Saved data entries -
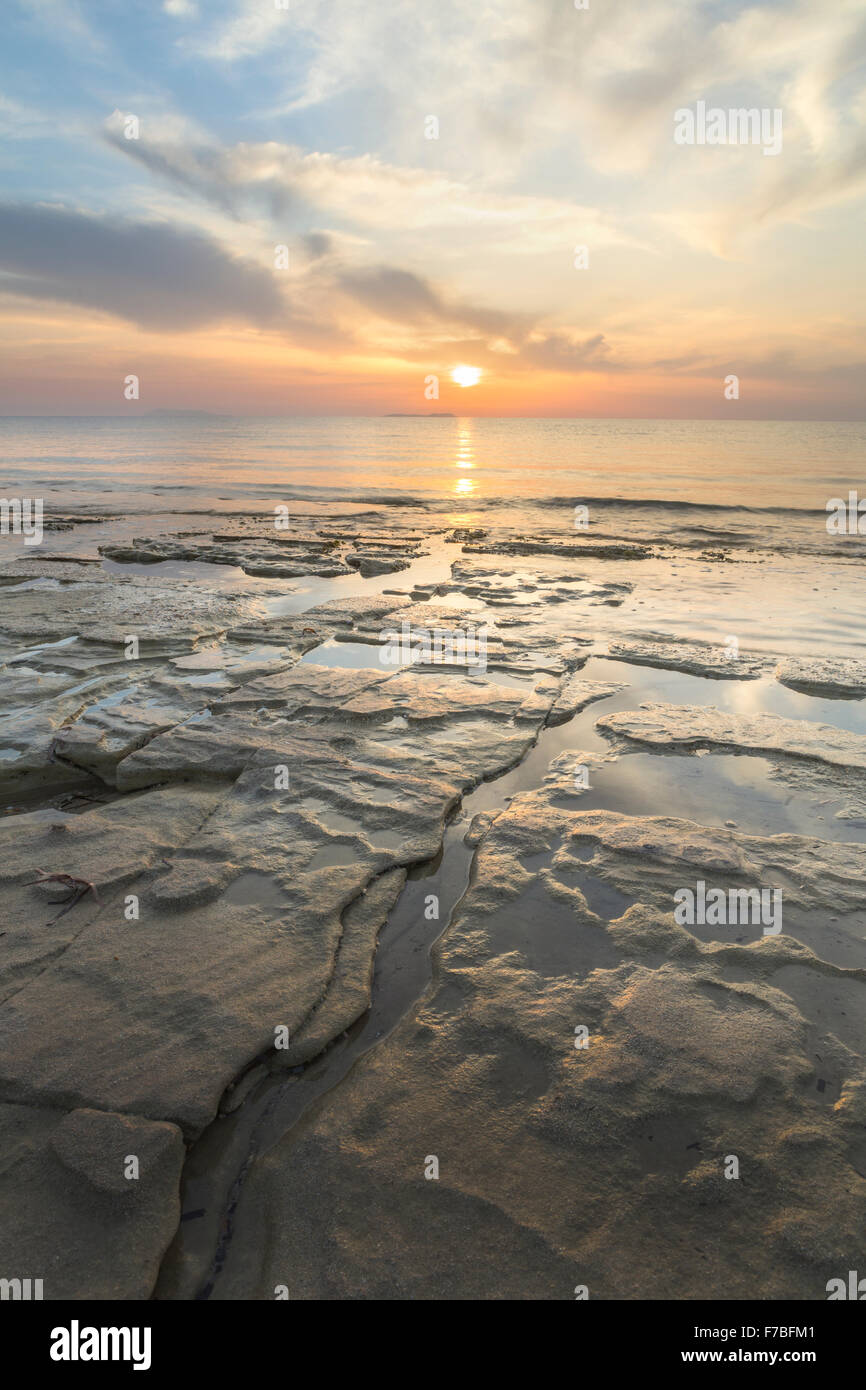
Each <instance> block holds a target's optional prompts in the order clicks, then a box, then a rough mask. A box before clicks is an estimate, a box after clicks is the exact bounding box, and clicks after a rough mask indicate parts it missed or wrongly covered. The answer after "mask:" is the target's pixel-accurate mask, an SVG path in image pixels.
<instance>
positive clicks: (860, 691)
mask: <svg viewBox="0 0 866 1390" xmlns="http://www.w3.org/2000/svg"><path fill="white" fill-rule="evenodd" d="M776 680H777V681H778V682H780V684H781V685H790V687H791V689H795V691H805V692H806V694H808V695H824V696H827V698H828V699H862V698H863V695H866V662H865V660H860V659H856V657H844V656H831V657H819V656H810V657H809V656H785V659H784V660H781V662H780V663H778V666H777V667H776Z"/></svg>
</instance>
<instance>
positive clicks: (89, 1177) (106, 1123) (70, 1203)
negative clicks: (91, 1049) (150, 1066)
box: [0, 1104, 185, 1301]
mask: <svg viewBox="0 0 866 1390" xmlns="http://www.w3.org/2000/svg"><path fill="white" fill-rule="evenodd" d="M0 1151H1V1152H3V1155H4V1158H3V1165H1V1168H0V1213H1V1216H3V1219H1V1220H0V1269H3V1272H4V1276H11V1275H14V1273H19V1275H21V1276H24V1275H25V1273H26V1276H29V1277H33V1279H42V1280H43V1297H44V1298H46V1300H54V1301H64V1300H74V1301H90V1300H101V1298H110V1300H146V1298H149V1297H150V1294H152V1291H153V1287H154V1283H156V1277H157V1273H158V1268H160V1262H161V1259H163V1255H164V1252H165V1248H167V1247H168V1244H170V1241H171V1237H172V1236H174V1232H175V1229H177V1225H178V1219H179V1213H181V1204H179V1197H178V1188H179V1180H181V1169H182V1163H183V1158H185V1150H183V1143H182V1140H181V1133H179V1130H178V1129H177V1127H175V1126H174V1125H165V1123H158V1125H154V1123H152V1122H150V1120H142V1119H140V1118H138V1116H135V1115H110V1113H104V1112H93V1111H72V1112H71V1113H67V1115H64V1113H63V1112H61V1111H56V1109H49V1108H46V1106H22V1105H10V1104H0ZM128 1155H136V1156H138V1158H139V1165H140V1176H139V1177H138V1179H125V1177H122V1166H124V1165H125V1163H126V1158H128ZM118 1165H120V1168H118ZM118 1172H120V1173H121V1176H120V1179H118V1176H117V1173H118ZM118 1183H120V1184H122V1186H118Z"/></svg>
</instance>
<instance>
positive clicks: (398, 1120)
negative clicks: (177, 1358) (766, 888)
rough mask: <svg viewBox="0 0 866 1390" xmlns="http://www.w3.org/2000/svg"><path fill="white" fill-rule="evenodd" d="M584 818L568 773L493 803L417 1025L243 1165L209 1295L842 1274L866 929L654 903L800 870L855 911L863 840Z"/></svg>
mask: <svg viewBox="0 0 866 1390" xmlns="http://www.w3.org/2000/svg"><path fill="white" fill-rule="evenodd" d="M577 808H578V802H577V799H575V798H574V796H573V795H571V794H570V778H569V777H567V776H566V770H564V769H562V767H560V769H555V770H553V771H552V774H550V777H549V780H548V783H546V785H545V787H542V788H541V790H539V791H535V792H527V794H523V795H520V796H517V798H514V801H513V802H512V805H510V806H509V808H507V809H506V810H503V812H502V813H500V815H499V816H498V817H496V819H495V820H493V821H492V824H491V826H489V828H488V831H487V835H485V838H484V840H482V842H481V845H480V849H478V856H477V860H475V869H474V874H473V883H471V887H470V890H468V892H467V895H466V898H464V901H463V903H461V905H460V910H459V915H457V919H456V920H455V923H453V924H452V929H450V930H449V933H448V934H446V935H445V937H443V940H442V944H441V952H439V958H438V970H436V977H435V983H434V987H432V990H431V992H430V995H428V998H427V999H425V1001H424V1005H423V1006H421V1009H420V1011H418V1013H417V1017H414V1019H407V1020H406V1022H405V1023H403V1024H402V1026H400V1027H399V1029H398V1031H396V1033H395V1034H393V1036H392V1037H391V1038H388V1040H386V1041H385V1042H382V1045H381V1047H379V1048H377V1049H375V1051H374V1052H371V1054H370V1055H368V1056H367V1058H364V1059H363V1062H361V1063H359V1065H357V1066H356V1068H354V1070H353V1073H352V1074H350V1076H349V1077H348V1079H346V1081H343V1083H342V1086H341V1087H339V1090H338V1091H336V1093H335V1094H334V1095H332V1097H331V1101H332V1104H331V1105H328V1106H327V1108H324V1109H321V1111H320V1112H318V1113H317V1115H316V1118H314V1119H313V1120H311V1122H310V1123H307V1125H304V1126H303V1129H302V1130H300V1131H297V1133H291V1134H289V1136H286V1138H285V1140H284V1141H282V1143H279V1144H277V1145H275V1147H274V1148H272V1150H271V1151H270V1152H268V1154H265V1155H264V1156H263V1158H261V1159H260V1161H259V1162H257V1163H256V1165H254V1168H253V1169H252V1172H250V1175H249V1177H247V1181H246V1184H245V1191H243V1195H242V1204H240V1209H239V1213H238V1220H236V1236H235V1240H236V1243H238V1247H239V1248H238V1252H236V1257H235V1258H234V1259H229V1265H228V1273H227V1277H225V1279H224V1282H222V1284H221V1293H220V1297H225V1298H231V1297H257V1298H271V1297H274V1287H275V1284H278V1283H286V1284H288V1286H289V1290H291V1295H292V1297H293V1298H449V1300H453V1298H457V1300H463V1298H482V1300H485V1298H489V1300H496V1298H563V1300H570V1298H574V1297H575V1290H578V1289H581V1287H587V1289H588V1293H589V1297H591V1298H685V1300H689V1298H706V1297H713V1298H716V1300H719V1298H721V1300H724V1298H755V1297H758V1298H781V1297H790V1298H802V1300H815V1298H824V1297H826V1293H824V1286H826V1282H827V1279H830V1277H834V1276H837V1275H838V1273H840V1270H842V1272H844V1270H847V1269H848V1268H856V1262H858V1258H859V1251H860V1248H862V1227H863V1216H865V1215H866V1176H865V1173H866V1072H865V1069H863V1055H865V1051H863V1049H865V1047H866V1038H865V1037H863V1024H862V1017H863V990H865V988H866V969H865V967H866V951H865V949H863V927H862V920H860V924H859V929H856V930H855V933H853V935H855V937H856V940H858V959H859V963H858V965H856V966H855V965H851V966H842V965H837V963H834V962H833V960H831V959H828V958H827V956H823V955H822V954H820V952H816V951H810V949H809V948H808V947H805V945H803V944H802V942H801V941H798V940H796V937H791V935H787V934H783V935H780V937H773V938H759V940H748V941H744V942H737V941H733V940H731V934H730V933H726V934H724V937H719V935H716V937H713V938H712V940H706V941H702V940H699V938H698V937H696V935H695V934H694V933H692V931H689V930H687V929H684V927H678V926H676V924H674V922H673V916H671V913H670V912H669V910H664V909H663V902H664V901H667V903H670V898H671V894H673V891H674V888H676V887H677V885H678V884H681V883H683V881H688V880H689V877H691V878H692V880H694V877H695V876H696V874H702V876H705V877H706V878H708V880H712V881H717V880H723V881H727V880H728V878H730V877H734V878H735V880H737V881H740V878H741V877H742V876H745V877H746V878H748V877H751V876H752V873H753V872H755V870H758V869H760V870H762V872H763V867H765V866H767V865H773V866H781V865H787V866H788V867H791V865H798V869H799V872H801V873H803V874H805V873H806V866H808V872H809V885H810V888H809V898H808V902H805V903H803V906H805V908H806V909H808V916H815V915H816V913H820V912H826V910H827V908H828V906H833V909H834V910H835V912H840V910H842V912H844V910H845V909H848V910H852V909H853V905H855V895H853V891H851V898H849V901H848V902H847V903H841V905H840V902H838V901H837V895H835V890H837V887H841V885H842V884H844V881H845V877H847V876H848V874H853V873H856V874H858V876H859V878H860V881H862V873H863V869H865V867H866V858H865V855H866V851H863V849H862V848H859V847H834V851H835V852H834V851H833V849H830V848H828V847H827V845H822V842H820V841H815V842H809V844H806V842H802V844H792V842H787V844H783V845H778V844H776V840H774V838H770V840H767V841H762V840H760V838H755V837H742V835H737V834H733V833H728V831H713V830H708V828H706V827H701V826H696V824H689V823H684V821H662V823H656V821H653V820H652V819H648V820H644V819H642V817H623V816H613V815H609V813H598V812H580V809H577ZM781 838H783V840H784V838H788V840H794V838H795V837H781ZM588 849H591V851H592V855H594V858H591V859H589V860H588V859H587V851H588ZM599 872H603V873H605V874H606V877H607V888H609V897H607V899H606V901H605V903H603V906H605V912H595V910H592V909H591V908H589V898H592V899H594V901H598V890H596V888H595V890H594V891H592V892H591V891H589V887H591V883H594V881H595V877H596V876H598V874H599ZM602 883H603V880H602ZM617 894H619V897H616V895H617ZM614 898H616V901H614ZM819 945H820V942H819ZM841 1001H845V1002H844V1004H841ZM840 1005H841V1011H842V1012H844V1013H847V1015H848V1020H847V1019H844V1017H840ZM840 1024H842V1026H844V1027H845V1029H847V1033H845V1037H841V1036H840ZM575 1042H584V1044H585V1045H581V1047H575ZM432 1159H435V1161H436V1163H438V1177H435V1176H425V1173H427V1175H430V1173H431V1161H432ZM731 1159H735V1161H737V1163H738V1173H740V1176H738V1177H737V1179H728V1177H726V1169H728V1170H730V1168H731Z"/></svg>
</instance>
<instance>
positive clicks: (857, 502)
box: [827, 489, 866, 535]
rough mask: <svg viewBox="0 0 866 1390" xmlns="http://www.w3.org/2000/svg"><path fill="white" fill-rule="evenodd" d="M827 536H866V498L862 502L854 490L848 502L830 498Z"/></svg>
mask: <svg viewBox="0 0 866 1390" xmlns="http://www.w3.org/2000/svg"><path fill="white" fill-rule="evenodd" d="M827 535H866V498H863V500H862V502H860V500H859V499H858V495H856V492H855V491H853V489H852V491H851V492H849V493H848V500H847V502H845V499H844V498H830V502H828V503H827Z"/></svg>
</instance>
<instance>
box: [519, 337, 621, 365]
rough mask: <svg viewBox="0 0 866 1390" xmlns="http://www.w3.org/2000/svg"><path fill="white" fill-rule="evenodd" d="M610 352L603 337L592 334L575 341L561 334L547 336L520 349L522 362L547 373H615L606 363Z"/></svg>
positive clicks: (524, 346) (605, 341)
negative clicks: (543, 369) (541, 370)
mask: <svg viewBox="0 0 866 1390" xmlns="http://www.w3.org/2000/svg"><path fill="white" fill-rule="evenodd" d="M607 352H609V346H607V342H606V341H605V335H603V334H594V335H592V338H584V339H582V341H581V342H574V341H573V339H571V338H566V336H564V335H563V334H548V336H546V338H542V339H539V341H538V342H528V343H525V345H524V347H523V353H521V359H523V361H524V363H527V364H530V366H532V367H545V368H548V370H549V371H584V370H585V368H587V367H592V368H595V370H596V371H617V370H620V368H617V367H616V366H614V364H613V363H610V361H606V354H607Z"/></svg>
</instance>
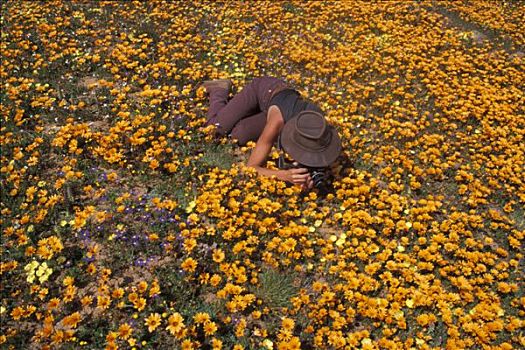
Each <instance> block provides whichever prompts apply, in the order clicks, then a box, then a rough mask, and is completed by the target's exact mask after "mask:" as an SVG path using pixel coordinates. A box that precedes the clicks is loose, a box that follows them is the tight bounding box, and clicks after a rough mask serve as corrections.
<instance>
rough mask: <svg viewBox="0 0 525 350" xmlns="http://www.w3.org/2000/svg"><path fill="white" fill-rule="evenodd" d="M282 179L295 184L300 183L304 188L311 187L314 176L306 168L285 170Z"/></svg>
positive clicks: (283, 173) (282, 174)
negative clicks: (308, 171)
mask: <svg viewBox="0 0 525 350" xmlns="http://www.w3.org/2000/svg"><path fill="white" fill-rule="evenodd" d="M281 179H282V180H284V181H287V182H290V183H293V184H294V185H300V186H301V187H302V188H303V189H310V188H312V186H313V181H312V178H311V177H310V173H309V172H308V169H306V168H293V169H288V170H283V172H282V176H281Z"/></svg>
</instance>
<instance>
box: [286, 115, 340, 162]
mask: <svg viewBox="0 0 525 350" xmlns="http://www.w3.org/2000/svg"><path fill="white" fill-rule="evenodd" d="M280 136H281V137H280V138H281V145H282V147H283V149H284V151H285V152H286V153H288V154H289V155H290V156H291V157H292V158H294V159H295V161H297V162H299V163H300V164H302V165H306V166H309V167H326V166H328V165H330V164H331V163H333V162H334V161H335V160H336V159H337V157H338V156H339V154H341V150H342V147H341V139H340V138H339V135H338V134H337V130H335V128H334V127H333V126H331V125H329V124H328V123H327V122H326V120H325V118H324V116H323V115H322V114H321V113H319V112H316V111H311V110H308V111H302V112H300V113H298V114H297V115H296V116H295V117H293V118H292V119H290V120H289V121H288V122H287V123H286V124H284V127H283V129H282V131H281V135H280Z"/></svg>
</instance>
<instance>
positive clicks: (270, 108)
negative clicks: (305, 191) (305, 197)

WHAT THE TASK ASKS -
Which lines above run from the one containing "box: [519, 337, 621, 365]" down to the one containing "positive clicks: (524, 346) (605, 341)"? Repeat exactly those, both ends included, and nothing else.

SOLVED EXERCISE -
box: [519, 337, 621, 365]
rough mask: <svg viewBox="0 0 866 1390" xmlns="http://www.w3.org/2000/svg"><path fill="white" fill-rule="evenodd" d="M610 352L603 337L592 334L575 341L561 334L547 336L520 349L522 362L547 373H615L606 363Z"/></svg>
positive clicks: (524, 346) (605, 341)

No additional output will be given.